[Photo-based point labeling data]
- - - -

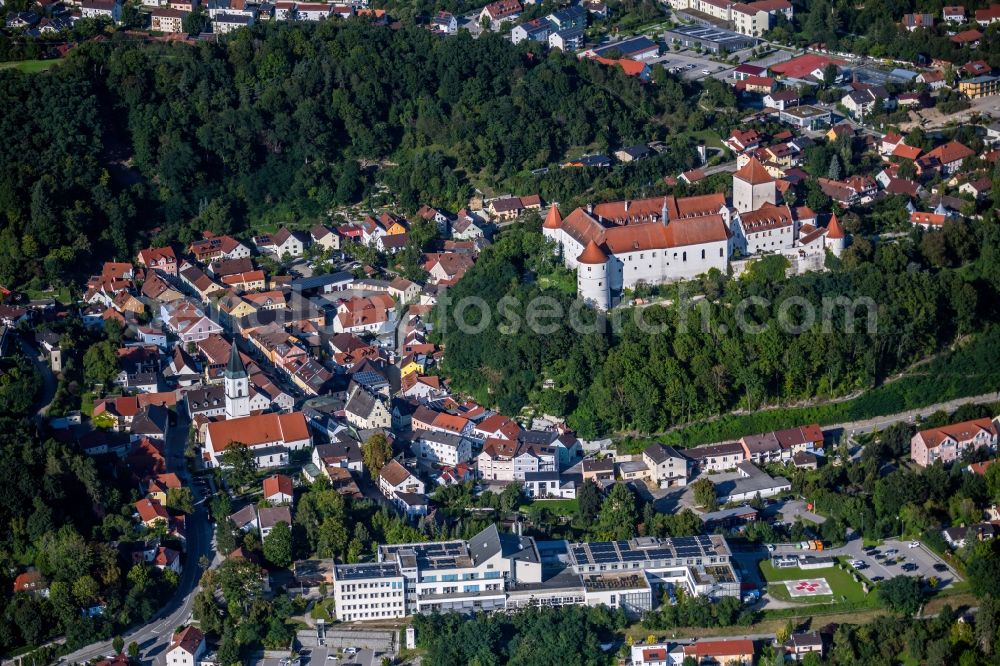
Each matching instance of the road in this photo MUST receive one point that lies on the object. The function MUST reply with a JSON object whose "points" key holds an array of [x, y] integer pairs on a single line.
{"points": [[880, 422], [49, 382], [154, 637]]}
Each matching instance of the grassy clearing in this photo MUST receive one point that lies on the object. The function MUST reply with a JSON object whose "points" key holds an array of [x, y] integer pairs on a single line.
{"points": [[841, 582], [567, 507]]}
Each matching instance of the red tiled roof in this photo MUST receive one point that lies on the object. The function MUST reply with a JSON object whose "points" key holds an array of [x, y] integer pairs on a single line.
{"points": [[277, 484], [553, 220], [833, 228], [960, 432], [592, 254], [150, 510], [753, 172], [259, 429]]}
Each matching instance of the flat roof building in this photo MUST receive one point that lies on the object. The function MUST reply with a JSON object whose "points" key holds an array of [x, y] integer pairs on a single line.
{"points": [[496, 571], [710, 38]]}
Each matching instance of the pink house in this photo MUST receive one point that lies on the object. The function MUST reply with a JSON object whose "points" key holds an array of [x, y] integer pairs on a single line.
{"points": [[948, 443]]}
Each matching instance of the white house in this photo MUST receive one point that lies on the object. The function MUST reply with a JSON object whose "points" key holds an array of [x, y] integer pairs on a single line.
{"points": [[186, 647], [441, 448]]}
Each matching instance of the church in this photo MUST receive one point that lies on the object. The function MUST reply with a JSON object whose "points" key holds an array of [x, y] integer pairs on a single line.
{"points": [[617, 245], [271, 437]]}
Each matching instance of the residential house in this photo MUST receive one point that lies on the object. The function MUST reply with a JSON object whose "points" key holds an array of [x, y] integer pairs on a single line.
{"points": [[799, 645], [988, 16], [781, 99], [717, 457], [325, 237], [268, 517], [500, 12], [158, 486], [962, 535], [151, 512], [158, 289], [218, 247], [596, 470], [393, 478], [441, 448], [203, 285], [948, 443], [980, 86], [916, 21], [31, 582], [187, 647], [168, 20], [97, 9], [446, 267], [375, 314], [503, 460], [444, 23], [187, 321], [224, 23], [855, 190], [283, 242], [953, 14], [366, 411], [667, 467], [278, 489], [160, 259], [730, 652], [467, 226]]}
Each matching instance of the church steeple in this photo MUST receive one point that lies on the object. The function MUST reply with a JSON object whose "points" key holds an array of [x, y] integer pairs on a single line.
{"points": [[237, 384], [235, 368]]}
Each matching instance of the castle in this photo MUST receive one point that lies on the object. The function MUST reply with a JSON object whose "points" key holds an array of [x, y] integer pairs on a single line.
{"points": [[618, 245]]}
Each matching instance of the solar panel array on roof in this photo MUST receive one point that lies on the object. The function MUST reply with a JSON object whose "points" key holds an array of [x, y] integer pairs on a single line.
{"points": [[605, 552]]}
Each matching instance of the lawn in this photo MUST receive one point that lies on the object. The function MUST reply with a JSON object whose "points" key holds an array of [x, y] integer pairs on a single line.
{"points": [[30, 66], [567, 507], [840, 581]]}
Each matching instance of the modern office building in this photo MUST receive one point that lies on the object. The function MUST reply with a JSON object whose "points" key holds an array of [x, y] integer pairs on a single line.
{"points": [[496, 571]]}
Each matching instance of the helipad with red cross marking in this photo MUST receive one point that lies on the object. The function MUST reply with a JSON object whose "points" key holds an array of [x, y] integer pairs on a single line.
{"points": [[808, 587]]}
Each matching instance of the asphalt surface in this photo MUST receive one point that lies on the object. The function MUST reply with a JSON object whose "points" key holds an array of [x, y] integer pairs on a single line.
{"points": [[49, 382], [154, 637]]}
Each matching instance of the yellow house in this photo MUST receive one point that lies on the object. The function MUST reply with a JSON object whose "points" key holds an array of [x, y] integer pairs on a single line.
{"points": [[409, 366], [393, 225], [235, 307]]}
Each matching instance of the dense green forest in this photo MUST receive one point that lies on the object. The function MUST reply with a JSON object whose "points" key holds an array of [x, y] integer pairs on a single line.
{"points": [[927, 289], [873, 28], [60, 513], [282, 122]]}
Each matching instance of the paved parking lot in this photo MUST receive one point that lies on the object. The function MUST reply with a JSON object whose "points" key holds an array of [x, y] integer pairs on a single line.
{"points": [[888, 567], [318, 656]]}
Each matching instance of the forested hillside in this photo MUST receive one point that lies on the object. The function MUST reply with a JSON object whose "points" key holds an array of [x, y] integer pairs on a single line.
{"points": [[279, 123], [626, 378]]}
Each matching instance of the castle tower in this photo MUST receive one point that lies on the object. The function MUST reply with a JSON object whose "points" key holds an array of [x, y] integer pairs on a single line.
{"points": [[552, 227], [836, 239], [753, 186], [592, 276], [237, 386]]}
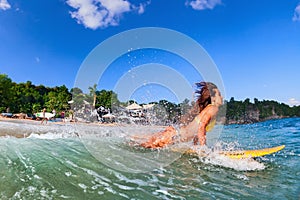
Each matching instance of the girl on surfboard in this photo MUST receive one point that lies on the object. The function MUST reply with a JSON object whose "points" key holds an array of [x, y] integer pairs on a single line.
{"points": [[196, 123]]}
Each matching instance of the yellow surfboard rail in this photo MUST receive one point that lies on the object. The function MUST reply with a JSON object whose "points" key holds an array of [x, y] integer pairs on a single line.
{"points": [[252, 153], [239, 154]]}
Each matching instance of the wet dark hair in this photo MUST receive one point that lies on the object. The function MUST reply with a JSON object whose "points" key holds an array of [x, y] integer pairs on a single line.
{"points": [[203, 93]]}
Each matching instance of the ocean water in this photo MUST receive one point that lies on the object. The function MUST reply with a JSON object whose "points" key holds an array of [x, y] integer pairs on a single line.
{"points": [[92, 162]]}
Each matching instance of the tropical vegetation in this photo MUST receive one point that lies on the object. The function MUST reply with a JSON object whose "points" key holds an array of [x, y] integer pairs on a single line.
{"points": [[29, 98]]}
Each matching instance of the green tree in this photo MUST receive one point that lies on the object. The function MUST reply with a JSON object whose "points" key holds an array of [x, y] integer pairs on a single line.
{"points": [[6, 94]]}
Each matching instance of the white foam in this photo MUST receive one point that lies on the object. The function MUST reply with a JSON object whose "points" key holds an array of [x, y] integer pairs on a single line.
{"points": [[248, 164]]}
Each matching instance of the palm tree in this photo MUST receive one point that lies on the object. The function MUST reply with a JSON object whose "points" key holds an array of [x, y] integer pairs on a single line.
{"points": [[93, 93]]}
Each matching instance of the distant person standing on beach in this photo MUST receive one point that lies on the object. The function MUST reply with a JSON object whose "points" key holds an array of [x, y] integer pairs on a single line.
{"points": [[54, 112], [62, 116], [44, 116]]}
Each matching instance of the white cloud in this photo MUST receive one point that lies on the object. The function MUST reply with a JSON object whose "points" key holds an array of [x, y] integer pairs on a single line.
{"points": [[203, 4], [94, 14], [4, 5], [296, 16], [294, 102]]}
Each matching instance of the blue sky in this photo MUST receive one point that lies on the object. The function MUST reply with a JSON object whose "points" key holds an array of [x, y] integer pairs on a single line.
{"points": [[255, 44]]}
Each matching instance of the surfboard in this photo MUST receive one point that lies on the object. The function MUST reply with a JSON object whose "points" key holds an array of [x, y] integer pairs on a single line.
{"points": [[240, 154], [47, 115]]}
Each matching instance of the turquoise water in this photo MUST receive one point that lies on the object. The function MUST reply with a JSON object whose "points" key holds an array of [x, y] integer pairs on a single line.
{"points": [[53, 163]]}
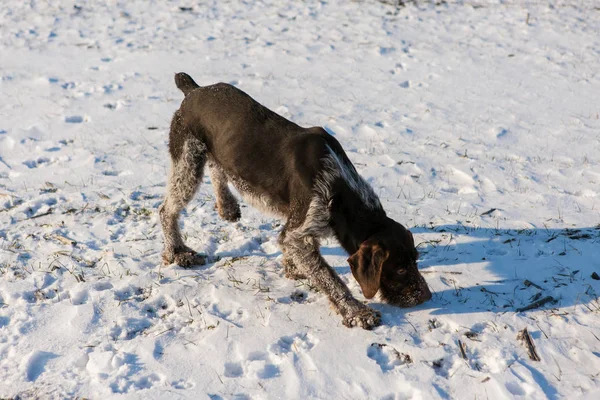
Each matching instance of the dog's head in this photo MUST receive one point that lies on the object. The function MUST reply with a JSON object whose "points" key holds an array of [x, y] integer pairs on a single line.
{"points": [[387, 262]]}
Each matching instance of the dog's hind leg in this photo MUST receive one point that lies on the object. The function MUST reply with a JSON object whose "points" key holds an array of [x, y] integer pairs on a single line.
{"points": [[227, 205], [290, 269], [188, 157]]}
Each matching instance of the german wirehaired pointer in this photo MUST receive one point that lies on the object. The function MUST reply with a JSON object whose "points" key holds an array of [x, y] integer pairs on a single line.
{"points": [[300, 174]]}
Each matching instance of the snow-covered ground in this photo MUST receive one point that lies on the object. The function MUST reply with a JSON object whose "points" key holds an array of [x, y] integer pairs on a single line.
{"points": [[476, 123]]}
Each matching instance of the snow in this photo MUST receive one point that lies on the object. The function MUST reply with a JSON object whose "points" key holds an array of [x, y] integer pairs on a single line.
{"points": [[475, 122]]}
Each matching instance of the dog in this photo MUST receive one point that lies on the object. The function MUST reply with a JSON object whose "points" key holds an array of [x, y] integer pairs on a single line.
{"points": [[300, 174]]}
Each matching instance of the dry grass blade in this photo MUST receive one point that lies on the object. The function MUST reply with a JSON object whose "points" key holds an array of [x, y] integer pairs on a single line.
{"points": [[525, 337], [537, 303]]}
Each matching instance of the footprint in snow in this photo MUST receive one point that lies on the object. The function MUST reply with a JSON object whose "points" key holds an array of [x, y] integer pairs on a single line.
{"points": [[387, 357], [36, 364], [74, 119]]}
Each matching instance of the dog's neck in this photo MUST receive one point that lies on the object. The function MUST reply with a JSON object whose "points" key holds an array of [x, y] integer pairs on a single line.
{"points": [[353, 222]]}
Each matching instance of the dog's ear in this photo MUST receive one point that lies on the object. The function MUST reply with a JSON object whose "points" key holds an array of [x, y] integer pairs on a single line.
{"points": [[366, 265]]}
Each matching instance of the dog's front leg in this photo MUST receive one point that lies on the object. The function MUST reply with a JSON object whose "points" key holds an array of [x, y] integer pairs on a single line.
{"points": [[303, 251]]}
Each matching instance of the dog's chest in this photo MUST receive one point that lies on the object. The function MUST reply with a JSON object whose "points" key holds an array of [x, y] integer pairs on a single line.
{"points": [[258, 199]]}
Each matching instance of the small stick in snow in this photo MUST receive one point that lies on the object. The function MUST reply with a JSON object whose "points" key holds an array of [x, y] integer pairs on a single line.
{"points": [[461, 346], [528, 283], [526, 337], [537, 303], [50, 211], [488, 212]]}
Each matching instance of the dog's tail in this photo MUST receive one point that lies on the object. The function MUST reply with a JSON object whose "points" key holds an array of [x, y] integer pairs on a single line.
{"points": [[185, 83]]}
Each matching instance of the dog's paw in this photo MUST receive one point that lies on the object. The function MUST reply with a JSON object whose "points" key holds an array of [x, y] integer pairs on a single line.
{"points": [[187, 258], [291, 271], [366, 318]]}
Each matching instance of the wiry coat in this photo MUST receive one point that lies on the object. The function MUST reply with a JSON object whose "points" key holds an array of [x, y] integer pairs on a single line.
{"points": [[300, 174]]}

- - - -

What needs to be done:
Starting from the line containing "Each matching instance of the dog's tail", repeat each line through the end of the entries, exactly.

Task response:
Each matching instance of the dog's tail in this photo MUST receive one point that lies on the object. The function MUST reply with a JSON object whose "points" key holds an array of [x, y] integer pairs on a single line.
{"points": [[185, 83]]}
Each matching instance of the dog's paw in this photo MUST receive one point that lies on the object. The function MUST reply with a JSON object whose "points" key holds an array of [x, y] integer pairs on a single line.
{"points": [[187, 258], [291, 271], [366, 318]]}
Each matching instance of the wiry coat in this photo MUST receive one point that lies on the object. The function MUST reply with a JSON object whose "points" key holds an array of [x, y] integer pairs on a single line.
{"points": [[300, 174]]}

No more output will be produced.